Excerpts from point annotation data
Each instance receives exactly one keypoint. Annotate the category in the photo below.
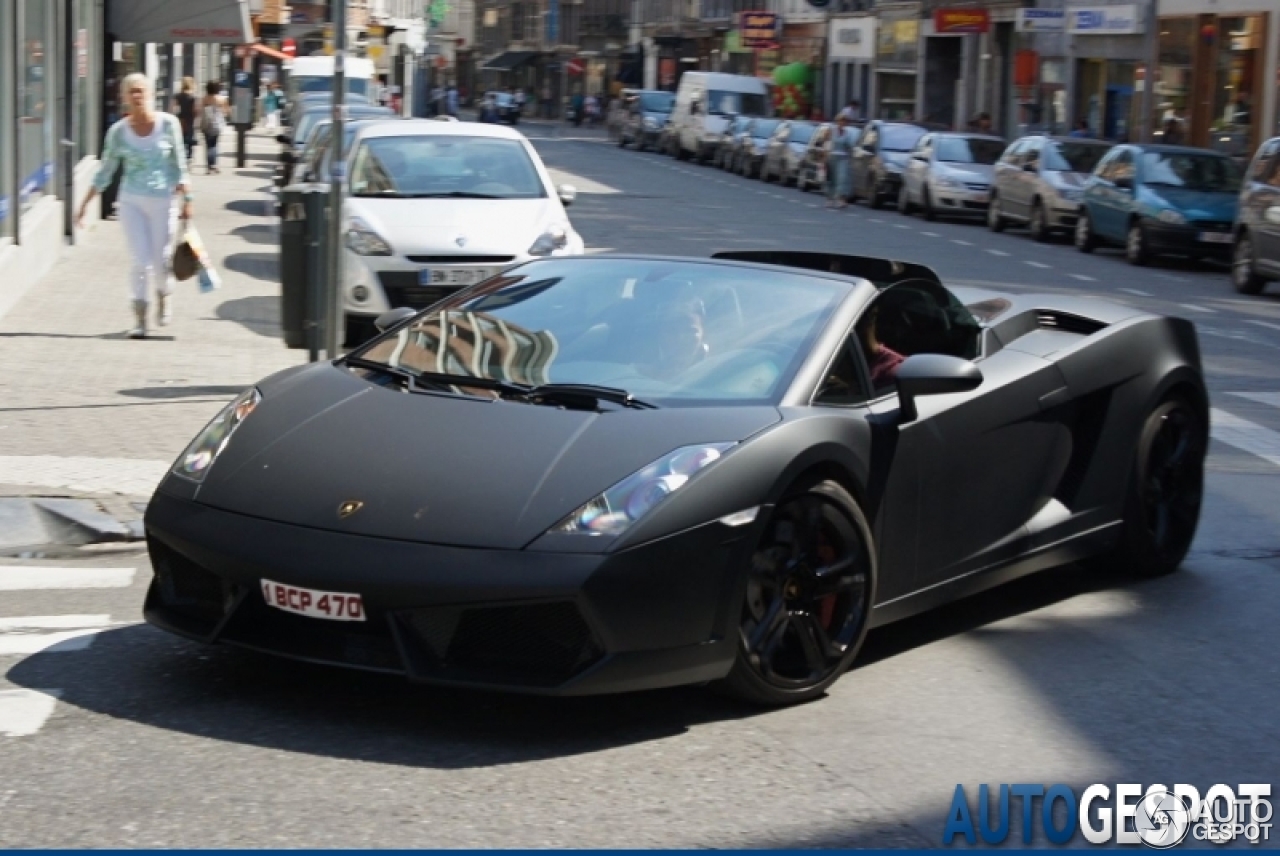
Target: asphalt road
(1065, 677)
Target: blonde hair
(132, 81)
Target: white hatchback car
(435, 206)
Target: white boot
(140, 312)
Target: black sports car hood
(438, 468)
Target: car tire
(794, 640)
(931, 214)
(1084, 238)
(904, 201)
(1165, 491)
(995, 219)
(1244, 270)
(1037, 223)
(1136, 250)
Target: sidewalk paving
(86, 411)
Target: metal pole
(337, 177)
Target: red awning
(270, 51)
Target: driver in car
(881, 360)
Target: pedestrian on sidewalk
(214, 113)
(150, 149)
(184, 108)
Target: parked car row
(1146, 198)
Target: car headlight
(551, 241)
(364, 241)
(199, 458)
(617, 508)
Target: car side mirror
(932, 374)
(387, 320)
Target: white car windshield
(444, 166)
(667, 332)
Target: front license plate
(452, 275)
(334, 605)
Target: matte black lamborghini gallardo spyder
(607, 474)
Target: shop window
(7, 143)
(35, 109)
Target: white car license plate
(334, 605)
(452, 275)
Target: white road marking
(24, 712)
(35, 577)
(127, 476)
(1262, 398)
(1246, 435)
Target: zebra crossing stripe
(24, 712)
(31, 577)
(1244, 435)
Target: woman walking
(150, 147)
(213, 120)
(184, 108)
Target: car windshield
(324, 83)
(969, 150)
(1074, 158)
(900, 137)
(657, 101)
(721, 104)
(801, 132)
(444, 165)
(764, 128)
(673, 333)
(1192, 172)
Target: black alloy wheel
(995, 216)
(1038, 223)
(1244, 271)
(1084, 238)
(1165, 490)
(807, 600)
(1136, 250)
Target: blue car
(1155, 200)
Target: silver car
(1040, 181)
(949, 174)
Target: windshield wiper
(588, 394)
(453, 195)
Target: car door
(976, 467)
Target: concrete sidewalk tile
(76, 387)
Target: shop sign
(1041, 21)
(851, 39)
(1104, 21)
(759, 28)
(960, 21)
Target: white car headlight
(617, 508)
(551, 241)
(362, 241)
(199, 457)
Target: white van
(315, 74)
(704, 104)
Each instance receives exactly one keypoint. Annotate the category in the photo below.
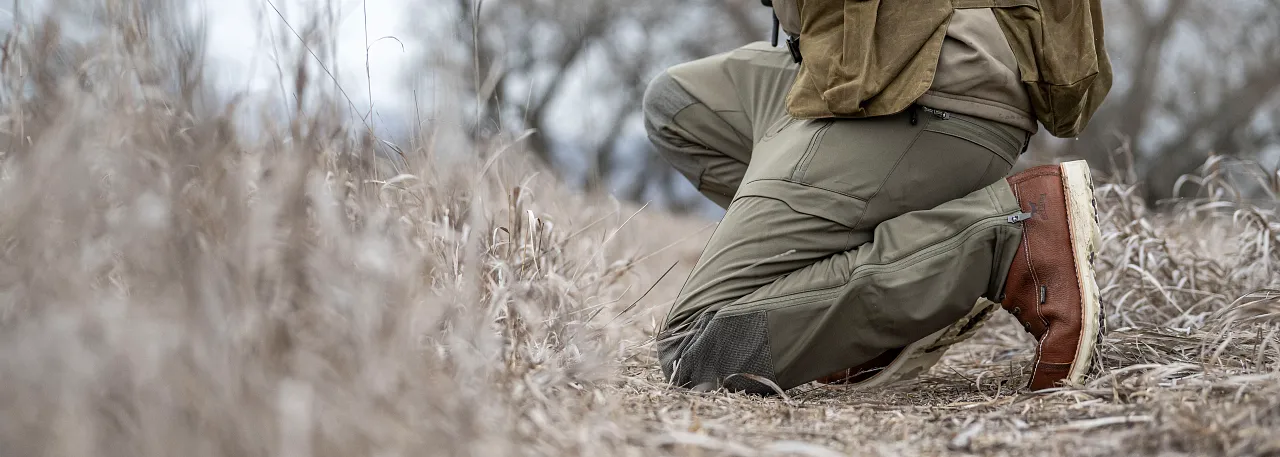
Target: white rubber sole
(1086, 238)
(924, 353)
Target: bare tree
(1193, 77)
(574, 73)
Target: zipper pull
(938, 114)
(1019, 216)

▶ AIM:
Please edit the records so that "windshield" becomes "windscreen" everywhere it occurs, with everything else left as it is. Write out the revised records without the pictures.

▶ CORRECT RESPONSE:
Each instance receives exactly one keypoint. Annotate the category in the photo below.
Target: asphalt road
(1065, 677)
Target: blonde hair
(132, 81)
Target: white hatchback car
(435, 206)
Target: white boot
(140, 312)
Target: black sports car hood
(438, 468)
Target: car tire
(794, 640)
(931, 214)
(1084, 238)
(904, 201)
(1165, 491)
(995, 219)
(1244, 270)
(1037, 223)
(1136, 250)
Target: sidewalk paving
(86, 411)
Target: metal pole
(337, 177)
Target: red awning
(270, 51)
Target: driver in car
(881, 360)
Target: pedestrian on sidewalk
(214, 113)
(150, 149)
(184, 108)
Target: parked car row
(1146, 198)
Target: car headlight
(551, 241)
(364, 241)
(199, 458)
(617, 508)
Target: car side mirror
(932, 374)
(387, 320)
Target: white car windscreen
(444, 166)
(667, 332)
Target: front license plate
(452, 275)
(334, 605)
Target: matte black lamborghini gallardo spyder
(607, 474)
Target: shop window
(7, 143)
(35, 109)
Target: white car license plate
(334, 605)
(452, 275)
Target: white road marking
(24, 712)
(35, 577)
(127, 476)
(1262, 398)
(1246, 435)
Target: zebra crossing stripe
(24, 712)
(31, 577)
(1244, 435)
Target: woman walking
(150, 147)
(213, 120)
(184, 108)
Target: car windscreen
(324, 83)
(969, 150)
(1074, 158)
(900, 137)
(657, 101)
(721, 104)
(801, 132)
(444, 165)
(764, 128)
(673, 333)
(1192, 172)
Target: black alloy wheel
(995, 216)
(1038, 223)
(1244, 271)
(1084, 238)
(1165, 490)
(807, 600)
(1136, 250)
Target: blue car
(1155, 200)
Target: silver car
(1040, 181)
(949, 174)
Target: windscreen wiper
(588, 394)
(453, 195)
Target: car door
(976, 467)
Target: concrete sidewalk tile
(76, 387)
Target: shop sign
(1041, 21)
(851, 39)
(1104, 21)
(759, 28)
(960, 21)
Target: white car headlight
(617, 508)
(551, 241)
(362, 241)
(199, 457)
Target: white van
(315, 74)
(704, 104)
Each instance receives exactly one keypoint. Annotate the category in the photo below.
Target: white rubber sole
(1086, 238)
(924, 353)
Target: bare tree
(1193, 77)
(574, 73)
Target: zipper pull
(938, 114)
(1019, 216)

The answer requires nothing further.